### [EXERCISE GOAL]
Exact reproductions of all the entries, please, and no pictures.

*** SUPPLIED DATA

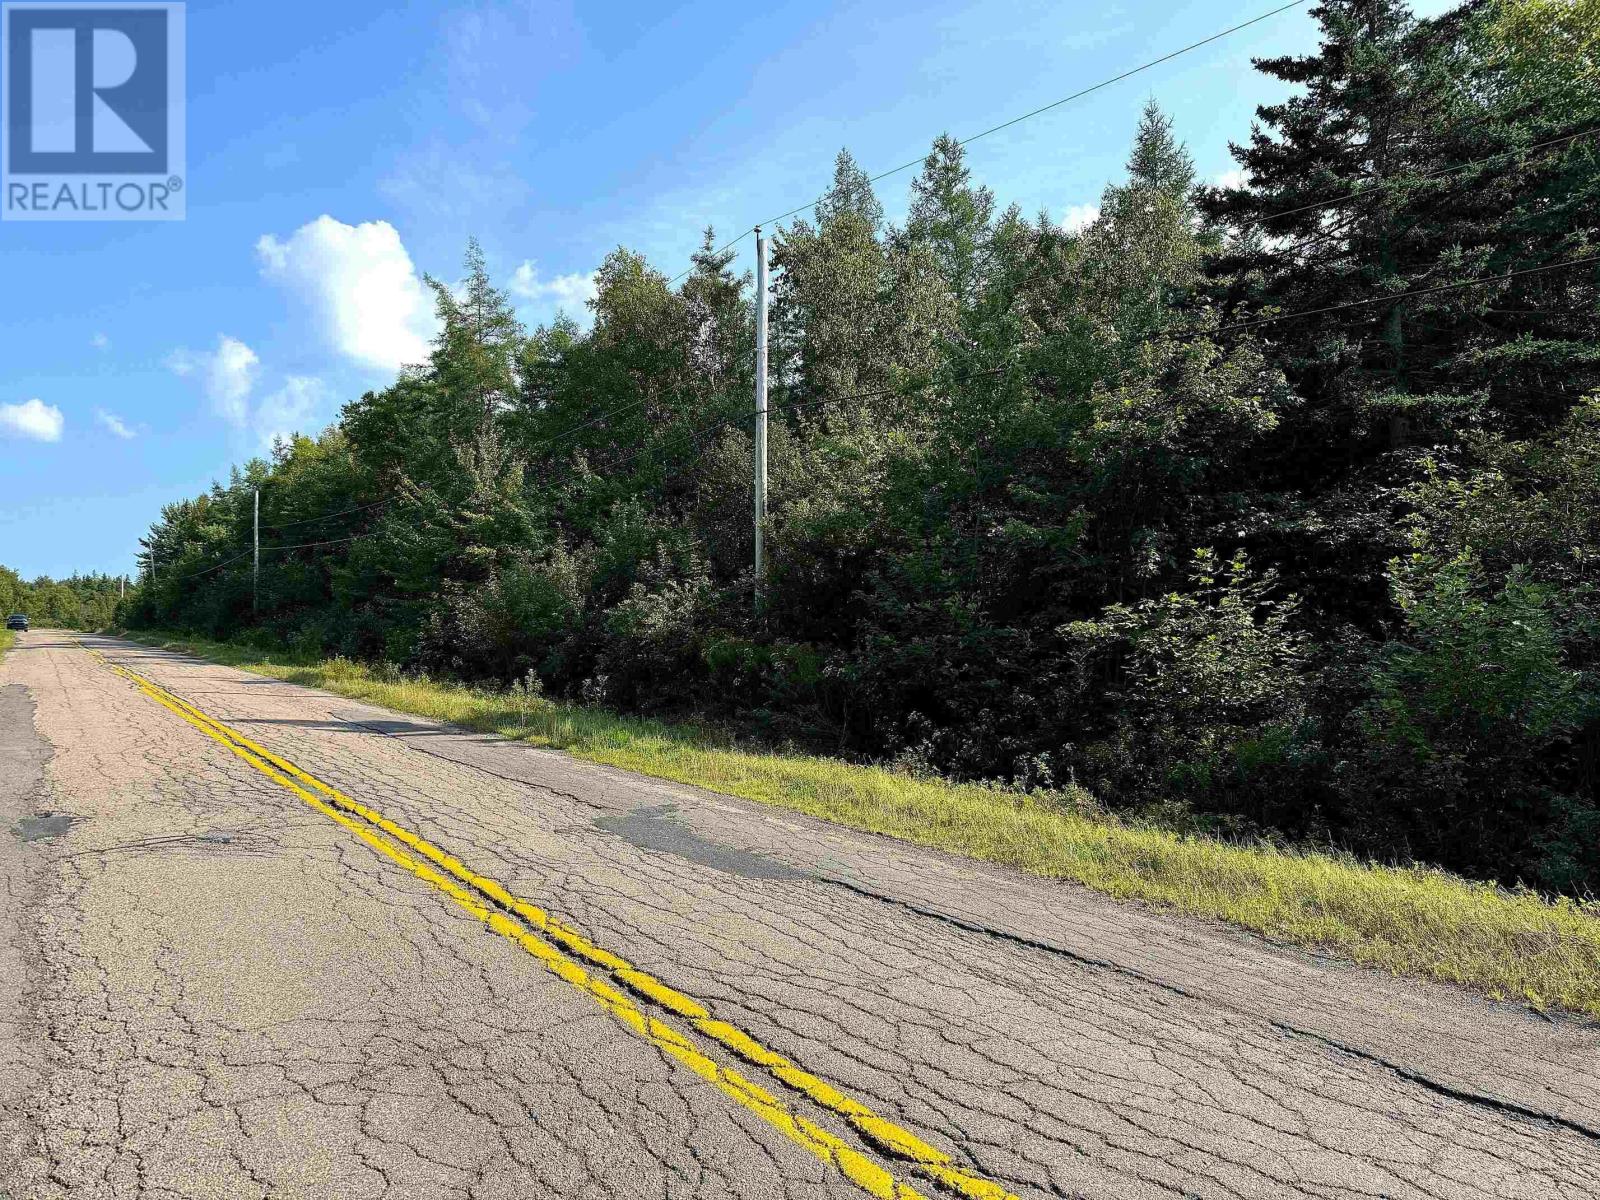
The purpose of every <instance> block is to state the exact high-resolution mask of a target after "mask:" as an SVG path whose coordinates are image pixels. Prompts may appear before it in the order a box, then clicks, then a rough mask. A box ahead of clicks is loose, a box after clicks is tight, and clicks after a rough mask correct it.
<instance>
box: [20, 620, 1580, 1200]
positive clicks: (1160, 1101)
mask: <svg viewBox="0 0 1600 1200" xmlns="http://www.w3.org/2000/svg"><path fill="white" fill-rule="evenodd" d="M0 883H3V890H0V1195H10V1197H14V1198H21V1197H29V1198H32V1197H66V1195H70V1197H125V1195H146V1197H266V1195H272V1197H341V1198H342V1197H429V1198H432V1197H595V1198H598V1197H629V1198H632V1197H795V1198H797V1200H798V1198H800V1197H856V1198H858V1200H859V1197H862V1195H880V1197H912V1195H925V1197H933V1195H965V1197H1003V1195H1016V1197H1026V1198H1029V1200H1034V1198H1037V1197H1096V1198H1099V1197H1106V1198H1123V1197H1126V1198H1133V1197H1208V1198H1210V1197H1262V1198H1266V1197H1272V1198H1277V1197H1301V1195H1309V1197H1517V1198H1518V1200H1539V1198H1544V1197H1570V1198H1571V1200H1578V1198H1581V1197H1582V1198H1589V1197H1597V1195H1600V1030H1597V1029H1595V1027H1594V1026H1589V1024H1584V1022H1578V1021H1547V1019H1544V1018H1538V1016H1534V1014H1530V1013H1525V1011H1520V1010H1517V1008H1514V1006H1501V1005H1491V1003H1488V1002H1483V1000H1477V998H1474V997H1469V995H1466V994H1461V992H1456V990H1453V989H1445V987H1434V986H1426V984H1416V982H1408V981H1397V979H1389V978H1384V976H1378V974H1373V973H1368V971H1362V970H1355V968H1350V966H1344V965H1339V963H1333V962H1325V960H1318V958H1315V957H1310V955H1304V954H1299V952H1293V950H1288V949H1283V947H1274V946H1269V944H1266V942H1261V941H1258V939H1251V938H1246V936H1243V934H1235V933H1232V931H1229V930H1224V928H1218V926H1210V925H1203V923H1198V922H1184V920H1174V918H1170V917H1162V915H1157V914H1150V912H1147V910H1144V909H1139V907H1136V906H1122V904H1115V902H1112V901H1107V899H1104V898H1099V896H1094V894H1091V893H1086V891H1083V890H1078V888H1072V886H1064V885H1051V883H1042V882H1038V880H1029V878H1022V877H1018V875H1013V874H1008V872H1002V870H994V869H987V867H982V866H974V864H970V862H965V861H958V859H952V858H946V856H939V854H933V853H926V851H918V850H914V848H907V846H902V845H898V843H893V842H886V840H882V838H874V837H866V835H859V834H851V832H848V830H840V829H834V827H829V826H824V824H821V822H814V821H810V819H805V818H798V816H794V814H787V813H781V811H776V810H766V808H762V806H758V805H747V803H742V802H736V800H730V798H726V797H718V795H712V794H707V792H696V790H693V789H686V787H678V786H670V784H661V782H654V781H650V779H642V778H637V776H630V774H626V773H621V771H613V770H608V768H600V766H594V765H587V763H581V762H574V760H570V758H566V757H563V755H560V754H554V752H546V750H536V749H531V747H526V746H517V744H510V742H502V741H496V739H490V738H483V736H478V734H469V733H461V731H453V730H448V728H443V726H438V725H434V723H429V722H422V720H418V718H411V717H405V715H398V714H392V712H386V710H381V709H373V707H368V706H360V704H354V702H350V701H347V699H341V698H338V696H330V694H325V693H318V691H310V690H306V688H296V686H290V685H285V683H278V682H274V680H266V678H259V677H254V675H246V674H243V672H238V670H230V669H226V667H216V666H210V664H203V662H198V661H194V659H186V658H178V656H173V654H163V653H157V651H150V650H146V648H141V646H134V645H130V643H123V642H115V640H109V638H93V637H85V638H82V640H78V638H74V637H70V635H66V634H59V632H53V630H35V632H32V634H26V635H22V637H21V638H19V642H18V645H16V648H14V650H13V651H11V653H10V654H8V656H6V659H5V662H3V664H0Z"/></svg>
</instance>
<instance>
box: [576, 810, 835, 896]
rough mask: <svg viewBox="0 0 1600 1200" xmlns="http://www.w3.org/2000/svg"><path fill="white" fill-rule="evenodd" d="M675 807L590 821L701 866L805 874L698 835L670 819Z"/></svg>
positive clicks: (745, 872) (636, 845)
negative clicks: (710, 841) (694, 862)
mask: <svg viewBox="0 0 1600 1200" xmlns="http://www.w3.org/2000/svg"><path fill="white" fill-rule="evenodd" d="M677 811H678V810H677V806H674V805H658V806H654V808H634V810H632V811H627V813H606V814H605V816H598V818H595V819H594V822H592V824H594V827H595V829H600V830H605V832H606V834H614V835H616V837H619V838H622V840H624V842H627V843H630V845H634V846H638V848H640V850H651V851H656V853H658V854H672V856H674V858H682V859H686V861H690V862H698V864H699V866H702V867H712V869H714V870H722V872H725V874H728V875H739V877H741V878H763V880H797V878H806V875H803V874H800V872H798V870H794V869H792V867H786V866H784V864H782V862H774V861H773V859H770V858H763V856H762V854H755V853H750V851H749V850H736V848H733V846H723V845H718V843H717V842H710V840H709V838H704V837H701V835H699V834H696V832H694V830H693V829H690V827H688V826H685V824H682V822H678V821H674V813H677Z"/></svg>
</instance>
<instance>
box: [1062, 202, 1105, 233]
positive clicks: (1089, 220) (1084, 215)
mask: <svg viewBox="0 0 1600 1200" xmlns="http://www.w3.org/2000/svg"><path fill="white" fill-rule="evenodd" d="M1096 221H1099V205H1067V213H1066V216H1062V218H1061V227H1062V229H1064V230H1067V232H1069V234H1082V232H1083V230H1085V229H1088V227H1090V226H1093V224H1094V222H1096Z"/></svg>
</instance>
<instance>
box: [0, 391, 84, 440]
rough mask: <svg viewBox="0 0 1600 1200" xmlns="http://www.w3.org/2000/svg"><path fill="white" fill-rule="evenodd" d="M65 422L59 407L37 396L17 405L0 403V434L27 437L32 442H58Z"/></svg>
mask: <svg viewBox="0 0 1600 1200" xmlns="http://www.w3.org/2000/svg"><path fill="white" fill-rule="evenodd" d="M66 424H67V422H66V418H62V416H61V410H59V408H56V406H54V405H46V403H42V402H40V400H37V398H35V400H24V402H22V403H19V405H0V434H10V435H13V437H27V438H32V440H34V442H59V440H61V430H62V427H64V426H66Z"/></svg>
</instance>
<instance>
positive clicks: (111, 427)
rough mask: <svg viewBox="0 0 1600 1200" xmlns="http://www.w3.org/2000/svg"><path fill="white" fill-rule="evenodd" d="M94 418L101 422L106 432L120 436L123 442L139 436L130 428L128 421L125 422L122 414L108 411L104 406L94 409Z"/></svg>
mask: <svg viewBox="0 0 1600 1200" xmlns="http://www.w3.org/2000/svg"><path fill="white" fill-rule="evenodd" d="M94 419H96V421H99V422H101V427H102V429H106V432H109V434H114V435H115V437H120V438H122V440H123V442H126V440H130V438H134V437H138V435H136V434H134V432H133V430H131V429H128V426H126V422H123V419H122V418H120V416H117V414H115V413H107V411H106V410H104V408H96V410H94Z"/></svg>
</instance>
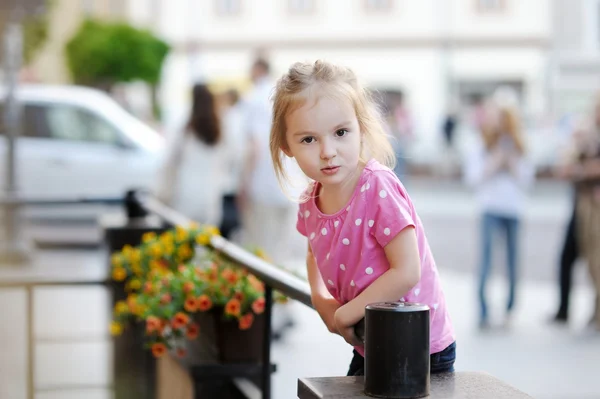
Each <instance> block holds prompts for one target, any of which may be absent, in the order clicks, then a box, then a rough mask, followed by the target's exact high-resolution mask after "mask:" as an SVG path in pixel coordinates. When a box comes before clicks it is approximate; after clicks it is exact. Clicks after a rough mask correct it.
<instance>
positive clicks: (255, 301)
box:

******

### [REPLY TO THE EXERCISE]
The purpose of every <instance> block is to state the exact high-resolution mask of a target after "mask:" as an SVG path whose coordinates are image pixels. Prompts may appear before it in the order a box, then clicks, then a rough mask. A box ahead of clicks is loose, a box after clicks is tight, and clicks after a rough mask correct it.
<instance>
box: [20, 620, 1580, 1200]
positive clicks: (1160, 1101)
mask: <svg viewBox="0 0 1600 1200" xmlns="http://www.w3.org/2000/svg"><path fill="white" fill-rule="evenodd" d="M0 883H3V890H0V1195H10V1197H14V1198H21V1197H29V1198H32V1197H66V1195H70V1197H125V1195H146V1197H266V1195H272V1197H341V1198H342V1197H429V1198H432V1197H595V1198H598V1197H629V1198H632V1197H795V1198H797V1200H798V1198H800V1197H856V1198H858V1200H859V1197H862V1195H880V1197H912V1195H925V1197H933V1195H965V1197H1003V1195H1016V1197H1026V1198H1029V1200H1034V1198H1037V1197H1096V1198H1099V1197H1106V1198H1123V1197H1126V1198H1133V1197H1208V1198H1210V1197H1262V1198H1266V1197H1272V1198H1277V1197H1301V1195H1309V1197H1517V1198H1518V1200H1539V1198H1544V1197H1570V1198H1571V1200H1578V1198H1581V1197H1582V1198H1589V1197H1597V1195H1600V1030H1597V1029H1595V1027H1594V1026H1589V1024H1584V1022H1578V1021H1547V1019H1544V1018H1538V1016H1534V1014H1530V1013H1525V1011H1520V1010H1517V1008H1514V1006H1501V1005H1491V1003H1488V1002H1483V1000H1477V998H1474V997H1469V995H1466V994H1461V992H1456V990H1453V989H1445V987H1434V986H1426V984H1416V982H1408V981H1397V979H1389V978H1384V976H1378V974H1373V973H1368V971H1362V970H1355V968H1350V966H1344V965H1339V963H1333V962H1325V960H1318V958H1315V957H1310V955H1304V954H1299V952H1293V950H1288V949H1283V947H1274V946H1269V944H1266V942H1261V941H1258V939H1251V938H1246V936H1243V934H1235V933H1232V931H1229V930H1224V928H1218V926H1210V925H1203V923H1198V922H1184V920H1174V918H1170V917H1162V915H1157V914H1150V912H1147V910H1144V909H1139V907H1136V906H1122V904H1115V902H1112V901H1107V899H1104V898H1099V896H1094V894H1091V893H1086V891H1083V890H1078V888H1072V886H1064V885H1051V883H1042V882H1038V880H1029V878H1022V877H1018V875H1013V874H1008V872H1002V870H994V869H987V867H982V866H974V864H970V862H965V861H958V859H952V858H946V856H939V854H933V853H926V851H918V850H914V848H907V846H902V845H898V843H893V842H886V840H882V838H874V837H866V835H859V834H851V832H848V830H840V829H834V827H829V826H824V824H821V822H814V821H810V819H805V818H798V816H794V814H787V813H781V811H776V810H766V808H762V806H758V805H747V803H742V802H736V800H730V798H726V797H718V795H712V794H707V792H696V790H693V789H686V787H678V786H670V784H661V782H654V781H650V779H642V778H637V776H630V774H626V773H621V771H613V770H608V768H600V766H594V765H587V763H581V762H574V760H570V758H566V757H563V755H560V754H554V752H546V750H536V749H531V747H526V746H517V744H510V742H502V741H496V739H490V738H483V736H478V734H469V733H461V731H453V730H448V728H443V726H438V725H434V723H429V722H422V720H418V718H411V717H405V715H398V714H392V712H386V710H381V709H373V707H368V706H360V704H354V702H350V701H347V699H341V698H338V696H330V694H325V693H318V691H310V690H306V688H296V686H290V685H285V683H278V682H274V680H266V678H259V677H254V675H246V674H243V672H238V670H230V669H226V667H216V666H210V664H203V662H198V661H194V659H186V658H178V656H173V654H163V653H157V651H150V650H146V648H141V646H134V645H130V643H123V642H115V640H109V638H93V637H85V638H82V640H78V638H74V637H70V635H66V634H59V632H53V630H35V632H32V634H26V635H22V637H21V638H19V642H18V645H16V648H14V650H13V651H11V653H10V654H8V656H6V659H5V662H3V664H0Z"/></svg>
</instance>
<instance>
box: [576, 810, 835, 896]
rough mask: <svg viewBox="0 0 1600 1200" xmlns="http://www.w3.org/2000/svg"><path fill="white" fill-rule="evenodd" d="M675 807L590 821L701 866L805 874L698 835L670 819Z"/></svg>
positive clicks: (745, 872) (636, 845)
negative clicks: (710, 841) (694, 862)
mask: <svg viewBox="0 0 1600 1200" xmlns="http://www.w3.org/2000/svg"><path fill="white" fill-rule="evenodd" d="M677 811H678V810H677V806H674V805H658V806H654V808H634V810H632V811H627V813H606V814H605V816H598V818H595V819H594V822H592V824H594V827H595V829H600V830H605V832H606V834H614V835H616V837H619V838H622V840H624V842H627V843H630V845H634V846H638V848H640V850H651V851H656V853H658V854H672V856H674V858H682V859H686V861H690V862H698V864H699V866H702V867H712V869H714V870H722V872H725V874H728V875H739V877H741V878H763V880H797V878H806V875H803V874H800V872H798V870H794V869H792V867H786V866H784V864H782V862H774V861H773V859H770V858H763V856H762V854H755V853H750V851H749V850H736V848H733V846H723V845H718V843H717V842H710V840H709V838H704V837H701V835H699V834H696V832H694V830H693V829H690V827H688V826H685V824H682V822H678V821H674V813H677Z"/></svg>
</instance>
<instance>
box: [1062, 202, 1105, 233]
positive clicks: (1089, 220) (1084, 215)
mask: <svg viewBox="0 0 1600 1200" xmlns="http://www.w3.org/2000/svg"><path fill="white" fill-rule="evenodd" d="M1096 221H1099V205H1067V213H1066V216H1062V218H1061V227H1062V229H1064V230H1067V232H1069V234H1082V232H1083V230H1085V229H1088V227H1090V226H1093V224H1094V222H1096Z"/></svg>
</instance>
<instance>
box: [0, 391, 84, 440]
rough mask: <svg viewBox="0 0 1600 1200" xmlns="http://www.w3.org/2000/svg"><path fill="white" fill-rule="evenodd" d="M65 422L59 407L37 396L17 405L0 403V434L27 437L32 442H58Z"/></svg>
mask: <svg viewBox="0 0 1600 1200" xmlns="http://www.w3.org/2000/svg"><path fill="white" fill-rule="evenodd" d="M66 424H67V422H66V418H62V416H61V410H59V408H56V406H54V405H46V403H42V402H40V400H37V398H35V400H24V402H22V403H19V405H0V434H10V435H13V437H27V438H32V440H34V442H59V440H61V430H62V427H64V426H66Z"/></svg>
</instance>
<instance>
positive clicks: (111, 427)
rough mask: <svg viewBox="0 0 1600 1200" xmlns="http://www.w3.org/2000/svg"><path fill="white" fill-rule="evenodd" d="M94 418L101 422L106 432L120 436L123 442L139 436L130 428L128 421L125 422L122 414L108 411L104 406L94 409Z"/></svg>
mask: <svg viewBox="0 0 1600 1200" xmlns="http://www.w3.org/2000/svg"><path fill="white" fill-rule="evenodd" d="M94 419H96V421H99V422H101V427H102V429H106V432H109V434H114V435H115V437H120V438H122V440H123V442H126V440H130V438H134V437H138V435H136V434H134V432H133V430H131V429H128V426H126V422H123V419H122V418H120V416H117V414H115V413H107V411H106V410H104V408H96V410H94Z"/></svg>
</instance>
Each <instance> block holds prompts for one target, any of which may be absent, in the order clicks, then a box, then a rough mask, followed by the target's exact high-resolution mask after "mask:" as an SVG path in pixel coordinates. When a box comes before clicks it is approximate; after clicks it is exact. Clicks after a rough mask correct it.
<instance>
positive clicks: (255, 301)
box:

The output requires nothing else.